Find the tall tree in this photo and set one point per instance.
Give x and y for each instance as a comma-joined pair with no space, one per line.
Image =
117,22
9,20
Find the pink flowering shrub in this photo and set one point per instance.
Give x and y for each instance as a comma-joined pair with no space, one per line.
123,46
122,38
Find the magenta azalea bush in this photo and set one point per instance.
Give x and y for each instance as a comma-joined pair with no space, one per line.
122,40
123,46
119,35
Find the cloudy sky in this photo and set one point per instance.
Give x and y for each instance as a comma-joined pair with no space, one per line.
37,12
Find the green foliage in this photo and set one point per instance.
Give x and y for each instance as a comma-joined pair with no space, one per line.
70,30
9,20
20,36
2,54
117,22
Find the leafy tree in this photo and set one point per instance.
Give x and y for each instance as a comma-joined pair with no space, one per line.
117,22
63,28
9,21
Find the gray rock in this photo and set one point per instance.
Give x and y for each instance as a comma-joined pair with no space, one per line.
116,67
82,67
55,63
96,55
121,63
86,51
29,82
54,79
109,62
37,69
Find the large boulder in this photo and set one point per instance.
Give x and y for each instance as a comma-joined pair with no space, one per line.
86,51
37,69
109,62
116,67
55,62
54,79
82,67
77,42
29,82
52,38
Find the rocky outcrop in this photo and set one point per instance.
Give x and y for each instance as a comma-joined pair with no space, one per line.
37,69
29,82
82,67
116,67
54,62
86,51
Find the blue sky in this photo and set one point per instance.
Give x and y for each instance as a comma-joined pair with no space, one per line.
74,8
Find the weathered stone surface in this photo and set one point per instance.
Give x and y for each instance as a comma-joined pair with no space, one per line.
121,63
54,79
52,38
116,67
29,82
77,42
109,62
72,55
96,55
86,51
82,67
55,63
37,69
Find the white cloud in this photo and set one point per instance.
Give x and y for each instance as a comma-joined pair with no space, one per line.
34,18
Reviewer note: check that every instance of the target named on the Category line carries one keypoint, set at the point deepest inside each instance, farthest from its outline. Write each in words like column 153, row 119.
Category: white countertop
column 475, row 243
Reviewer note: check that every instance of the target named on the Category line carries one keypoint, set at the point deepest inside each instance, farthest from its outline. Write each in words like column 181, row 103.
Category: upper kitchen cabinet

> INSTRUCTIONS TO FOLLOW
The required output is all of the material, word for word.

> OUTPUT OF THE TASK
Find the tall tree in this photo and set one point per instance.
Give x and y for each instance as a comma-joined pair with no space, one per line.
Image =
117,22
9,20
Find the pink flowering shrub in this photo and set one point per instance.
Give x and y for each instance as a comma-joined pair with no space, one per line.
123,46
122,38
Find the magenta azalea bush in this photo and set one point per instance.
Give x and y for each instance as a comma-joined pair with no space, one per line.
122,40
123,46
119,35
Find the cloudy sky in this photo and set one point per instance.
Give x and y for each instance as a comma-joined pair with no space, one per line.
37,12
Find the green foliage in this photo and set one point per instance.
Give x and y for each instance as a comma-joined pair with no space, one per line.
70,30
9,20
20,36
2,54
117,22
Find the leafy tree in this photo and set one point per instance.
Give x and y for each instance as a comma-joined pair with no space, one per line.
117,22
63,28
9,21
Find the gray rock in this photo and set one point per instance.
Give x and y for each instance as a comma-joined pair with no space, one per line.
116,67
82,67
55,63
96,55
121,63
86,51
29,82
54,79
109,62
37,69
Find the large boulder in this photo and set one point per instance.
Give x and y for each instance as a comma-joined pair with no space, one per line.
86,51
37,69
109,62
116,67
55,62
54,79
82,67
77,42
29,82
52,38
Find the rocky outcrop in this photo and set one point per instance.
Give x and y for each instance as a comma-joined pair with no space, one per line.
37,69
29,82
82,67
116,67
54,62
86,51
Find the blue sky in this photo and set one point per instance.
Give x and y for each instance as a comma-joined pair with no space, one per line.
74,8
Find the weathered stone surface in this photo and set one point per instance.
Give x and y for each instance as a comma-joined pair with no space, one per line.
121,63
54,79
52,38
116,67
29,82
77,42
109,62
72,55
96,55
86,51
82,67
55,63
37,69
Find the white cloud in this photo and set one point per instance.
Give x and y for each instance as a comma-joined pair with no space, one per line.
34,18
Reviewer note: check that every instance of the target named on the Category line carries one keypoint, set at the point deepest inside each instance, farthest from its outline. Write each in words like column 153, row 119.
Category: white countertop
column 475, row 243
Reviewer note: check that every instance of the target named on the Category line carries one keypoint, set at the point deepest inside each instance, farthest from its outline. Write each in words like column 181, row 103.
Category: upper kitchen cabinet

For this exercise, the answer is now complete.